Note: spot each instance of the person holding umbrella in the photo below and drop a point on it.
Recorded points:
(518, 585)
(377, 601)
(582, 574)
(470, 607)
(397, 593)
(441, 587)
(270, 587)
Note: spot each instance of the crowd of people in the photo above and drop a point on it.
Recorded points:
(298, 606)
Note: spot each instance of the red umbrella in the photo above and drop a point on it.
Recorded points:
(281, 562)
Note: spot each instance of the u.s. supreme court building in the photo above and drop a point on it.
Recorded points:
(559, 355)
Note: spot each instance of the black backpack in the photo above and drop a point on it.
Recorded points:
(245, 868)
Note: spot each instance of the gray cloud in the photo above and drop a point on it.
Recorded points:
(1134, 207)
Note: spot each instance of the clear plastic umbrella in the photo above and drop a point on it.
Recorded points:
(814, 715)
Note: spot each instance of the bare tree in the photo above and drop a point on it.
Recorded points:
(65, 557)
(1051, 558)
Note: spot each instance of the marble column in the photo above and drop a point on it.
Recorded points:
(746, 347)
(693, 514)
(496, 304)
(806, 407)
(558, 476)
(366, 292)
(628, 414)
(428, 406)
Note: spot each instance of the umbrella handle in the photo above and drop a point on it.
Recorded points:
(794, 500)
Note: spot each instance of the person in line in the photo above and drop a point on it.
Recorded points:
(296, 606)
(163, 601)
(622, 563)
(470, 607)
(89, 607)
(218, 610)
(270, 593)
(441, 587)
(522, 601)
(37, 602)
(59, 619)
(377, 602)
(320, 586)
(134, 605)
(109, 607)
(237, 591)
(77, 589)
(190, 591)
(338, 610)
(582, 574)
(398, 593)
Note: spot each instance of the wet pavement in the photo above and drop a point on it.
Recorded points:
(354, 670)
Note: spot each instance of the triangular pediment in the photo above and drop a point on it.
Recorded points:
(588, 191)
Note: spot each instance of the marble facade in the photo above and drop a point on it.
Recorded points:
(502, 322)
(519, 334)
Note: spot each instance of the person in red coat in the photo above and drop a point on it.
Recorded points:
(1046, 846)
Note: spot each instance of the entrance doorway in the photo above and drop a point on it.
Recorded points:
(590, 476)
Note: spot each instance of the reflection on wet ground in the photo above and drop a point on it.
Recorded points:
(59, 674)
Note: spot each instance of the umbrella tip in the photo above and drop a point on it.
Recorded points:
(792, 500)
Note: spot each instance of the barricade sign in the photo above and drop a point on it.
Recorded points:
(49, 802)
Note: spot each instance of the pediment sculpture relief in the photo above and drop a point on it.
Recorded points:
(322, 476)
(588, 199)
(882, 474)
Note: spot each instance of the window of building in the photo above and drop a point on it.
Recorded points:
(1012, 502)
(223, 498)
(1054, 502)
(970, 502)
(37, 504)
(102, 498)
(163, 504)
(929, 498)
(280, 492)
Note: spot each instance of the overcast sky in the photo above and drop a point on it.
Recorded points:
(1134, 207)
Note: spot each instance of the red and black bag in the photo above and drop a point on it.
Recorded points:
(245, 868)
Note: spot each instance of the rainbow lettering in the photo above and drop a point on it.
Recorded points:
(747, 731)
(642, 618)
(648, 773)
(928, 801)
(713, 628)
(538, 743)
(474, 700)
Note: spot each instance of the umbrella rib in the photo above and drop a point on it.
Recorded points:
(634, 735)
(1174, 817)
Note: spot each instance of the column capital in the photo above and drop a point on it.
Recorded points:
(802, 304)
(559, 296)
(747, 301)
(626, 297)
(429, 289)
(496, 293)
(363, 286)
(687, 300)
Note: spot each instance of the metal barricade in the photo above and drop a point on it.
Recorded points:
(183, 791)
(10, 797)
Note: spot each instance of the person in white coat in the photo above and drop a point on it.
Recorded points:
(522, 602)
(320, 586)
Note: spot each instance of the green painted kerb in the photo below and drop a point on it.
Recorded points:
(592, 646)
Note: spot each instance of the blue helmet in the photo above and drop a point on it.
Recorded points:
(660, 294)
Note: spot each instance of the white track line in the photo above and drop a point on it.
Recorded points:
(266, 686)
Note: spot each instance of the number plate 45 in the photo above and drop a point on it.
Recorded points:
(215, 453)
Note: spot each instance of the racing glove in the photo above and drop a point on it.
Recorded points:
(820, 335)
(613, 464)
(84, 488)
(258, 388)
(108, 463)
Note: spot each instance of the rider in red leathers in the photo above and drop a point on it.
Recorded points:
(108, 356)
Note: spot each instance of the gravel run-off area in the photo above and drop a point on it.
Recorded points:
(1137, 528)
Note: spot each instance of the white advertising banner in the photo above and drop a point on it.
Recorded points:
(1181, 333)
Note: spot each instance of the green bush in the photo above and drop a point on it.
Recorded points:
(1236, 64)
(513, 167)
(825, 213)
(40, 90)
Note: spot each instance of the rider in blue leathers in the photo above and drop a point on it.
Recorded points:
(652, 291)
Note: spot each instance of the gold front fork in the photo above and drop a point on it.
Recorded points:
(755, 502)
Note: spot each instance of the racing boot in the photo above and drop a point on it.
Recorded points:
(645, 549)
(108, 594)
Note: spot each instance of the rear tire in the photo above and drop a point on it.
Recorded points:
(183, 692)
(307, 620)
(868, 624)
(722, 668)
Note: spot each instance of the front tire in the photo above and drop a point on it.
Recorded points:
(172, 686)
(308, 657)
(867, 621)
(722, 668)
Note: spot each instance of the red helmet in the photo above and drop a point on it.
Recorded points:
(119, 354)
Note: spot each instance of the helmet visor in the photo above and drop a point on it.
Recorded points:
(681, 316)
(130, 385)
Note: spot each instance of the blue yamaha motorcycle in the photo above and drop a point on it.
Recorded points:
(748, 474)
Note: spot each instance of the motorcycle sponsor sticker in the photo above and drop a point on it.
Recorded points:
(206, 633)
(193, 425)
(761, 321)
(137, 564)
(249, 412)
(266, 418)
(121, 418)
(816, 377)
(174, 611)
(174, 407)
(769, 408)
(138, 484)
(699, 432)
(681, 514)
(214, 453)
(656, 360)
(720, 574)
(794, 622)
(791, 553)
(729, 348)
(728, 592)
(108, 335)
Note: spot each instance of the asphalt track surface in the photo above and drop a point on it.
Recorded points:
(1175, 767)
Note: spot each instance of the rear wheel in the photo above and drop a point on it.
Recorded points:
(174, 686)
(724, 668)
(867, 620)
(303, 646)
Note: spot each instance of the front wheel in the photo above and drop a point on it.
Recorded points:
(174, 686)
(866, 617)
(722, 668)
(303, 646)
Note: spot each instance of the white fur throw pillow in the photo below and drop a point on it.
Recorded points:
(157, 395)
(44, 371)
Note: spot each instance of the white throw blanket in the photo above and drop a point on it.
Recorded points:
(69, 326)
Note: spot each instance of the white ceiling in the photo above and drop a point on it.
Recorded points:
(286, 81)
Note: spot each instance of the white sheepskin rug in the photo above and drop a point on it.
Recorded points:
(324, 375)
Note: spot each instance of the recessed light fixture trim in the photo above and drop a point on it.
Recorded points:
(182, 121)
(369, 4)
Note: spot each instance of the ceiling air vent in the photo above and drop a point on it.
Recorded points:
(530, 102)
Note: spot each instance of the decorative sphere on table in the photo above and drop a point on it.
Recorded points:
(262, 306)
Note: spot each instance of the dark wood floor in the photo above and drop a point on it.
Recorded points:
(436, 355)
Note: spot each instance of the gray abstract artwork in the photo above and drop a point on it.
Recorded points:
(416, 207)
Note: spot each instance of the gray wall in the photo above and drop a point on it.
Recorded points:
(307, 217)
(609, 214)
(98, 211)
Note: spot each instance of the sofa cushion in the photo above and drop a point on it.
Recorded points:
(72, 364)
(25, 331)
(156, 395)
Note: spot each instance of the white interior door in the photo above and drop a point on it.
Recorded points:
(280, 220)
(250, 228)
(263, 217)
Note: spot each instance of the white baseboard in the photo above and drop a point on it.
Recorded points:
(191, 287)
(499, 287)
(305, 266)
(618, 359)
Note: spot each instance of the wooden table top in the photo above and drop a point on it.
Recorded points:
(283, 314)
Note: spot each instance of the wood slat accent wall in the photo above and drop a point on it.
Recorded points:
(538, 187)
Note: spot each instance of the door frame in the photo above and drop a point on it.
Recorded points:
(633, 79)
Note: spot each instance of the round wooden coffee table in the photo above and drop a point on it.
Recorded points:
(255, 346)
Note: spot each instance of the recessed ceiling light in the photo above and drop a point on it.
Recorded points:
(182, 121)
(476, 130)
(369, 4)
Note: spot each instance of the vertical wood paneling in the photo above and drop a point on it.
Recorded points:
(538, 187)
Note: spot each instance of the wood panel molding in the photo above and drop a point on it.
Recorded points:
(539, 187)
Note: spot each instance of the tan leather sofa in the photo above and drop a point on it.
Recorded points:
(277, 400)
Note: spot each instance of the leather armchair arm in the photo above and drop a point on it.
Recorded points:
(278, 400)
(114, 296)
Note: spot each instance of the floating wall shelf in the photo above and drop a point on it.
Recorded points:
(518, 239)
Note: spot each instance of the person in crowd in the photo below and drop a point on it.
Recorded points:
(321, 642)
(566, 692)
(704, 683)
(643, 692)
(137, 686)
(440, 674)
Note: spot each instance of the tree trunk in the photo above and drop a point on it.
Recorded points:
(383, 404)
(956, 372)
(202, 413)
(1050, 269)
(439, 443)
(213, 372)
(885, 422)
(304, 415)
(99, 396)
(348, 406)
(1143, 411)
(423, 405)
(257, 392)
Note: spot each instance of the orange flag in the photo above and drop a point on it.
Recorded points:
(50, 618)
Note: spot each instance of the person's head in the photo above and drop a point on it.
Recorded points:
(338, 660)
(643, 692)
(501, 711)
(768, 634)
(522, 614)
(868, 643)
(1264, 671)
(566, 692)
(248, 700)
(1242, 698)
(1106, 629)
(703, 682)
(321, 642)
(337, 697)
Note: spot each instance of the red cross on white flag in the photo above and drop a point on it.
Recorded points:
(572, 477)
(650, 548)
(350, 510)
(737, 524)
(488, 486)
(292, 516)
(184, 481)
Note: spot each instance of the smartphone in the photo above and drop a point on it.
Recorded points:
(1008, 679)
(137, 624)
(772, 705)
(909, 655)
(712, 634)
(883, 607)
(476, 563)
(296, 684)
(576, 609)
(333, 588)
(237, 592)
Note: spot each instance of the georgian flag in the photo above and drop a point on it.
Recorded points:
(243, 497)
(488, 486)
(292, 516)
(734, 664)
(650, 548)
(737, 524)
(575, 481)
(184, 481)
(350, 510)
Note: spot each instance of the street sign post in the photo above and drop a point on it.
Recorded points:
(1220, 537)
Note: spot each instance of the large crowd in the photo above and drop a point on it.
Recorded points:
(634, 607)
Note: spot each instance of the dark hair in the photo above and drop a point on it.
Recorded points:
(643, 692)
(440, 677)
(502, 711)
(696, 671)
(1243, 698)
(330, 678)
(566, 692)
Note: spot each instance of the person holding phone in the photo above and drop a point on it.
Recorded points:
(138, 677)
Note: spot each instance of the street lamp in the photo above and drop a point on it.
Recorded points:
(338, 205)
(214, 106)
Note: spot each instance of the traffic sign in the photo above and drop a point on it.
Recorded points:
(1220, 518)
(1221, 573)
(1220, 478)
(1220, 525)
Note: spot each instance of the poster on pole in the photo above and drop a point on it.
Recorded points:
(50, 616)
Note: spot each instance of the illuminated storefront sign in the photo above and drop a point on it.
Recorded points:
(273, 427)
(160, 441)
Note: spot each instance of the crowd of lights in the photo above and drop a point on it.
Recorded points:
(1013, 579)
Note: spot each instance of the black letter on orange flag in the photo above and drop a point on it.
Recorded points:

Your goal: Send back exactly the lines from the line with "Note: spot each instance of the red cross" through the end of the records.

Solution below:
Note: spot each instance of the red cross on white flag in the photo above and drop a point on it.
Recorded points:
(572, 477)
(650, 548)
(350, 510)
(737, 524)
(488, 486)
(292, 516)
(184, 481)
Note: spot each instance of the smartphone in the photo above and drop a point on it.
Recorded points:
(1008, 679)
(137, 624)
(772, 705)
(909, 655)
(712, 634)
(883, 607)
(476, 563)
(296, 684)
(576, 609)
(333, 588)
(237, 592)
Note: spot each instance of the georgian flag in the photo above and drop a point on it.
Recorded points:
(243, 497)
(488, 486)
(292, 516)
(734, 664)
(650, 548)
(737, 524)
(575, 481)
(184, 481)
(350, 510)
Note: spot each instance of the street sign post in the photo above and drop a point on it.
Recorded points:
(1220, 537)
Note: spot each instance of the large crowd in the photo above and drop a point on it.
Recorded points:
(634, 607)
Note: spot each instance of the dark hair in the photo above and drop a point on it.
Recorded points:
(643, 692)
(440, 677)
(502, 711)
(696, 671)
(1243, 698)
(330, 678)
(566, 692)
Note: spot each instance of the person holding phone in the photo above and drop a point on it.
Recorded points:
(138, 677)
Note: spot each instance of the street lamp in the photo above and drop a point on it.
Recorded points:
(338, 205)
(214, 106)
Note: spot each instance of the traffic sign in the photo above and drop a point on it.
Recorded points:
(1220, 518)
(1221, 573)
(1220, 478)
(1220, 525)
Note: spot each instance of the poster on pole in the photo above and drop a point on it.
Recorded points:
(50, 616)
Note: spot each instance of the illuminated storefront sign in the photo above and drop a point on it.
Recorded points:
(273, 427)
(160, 441)
Note: spot each instance of the crowd of lights in the photo above and drop a point on it.
Recorded points:
(1013, 579)
Note: spot each instance of the black letter on orange flag in the photo above and drop a point on it.
Recorded points:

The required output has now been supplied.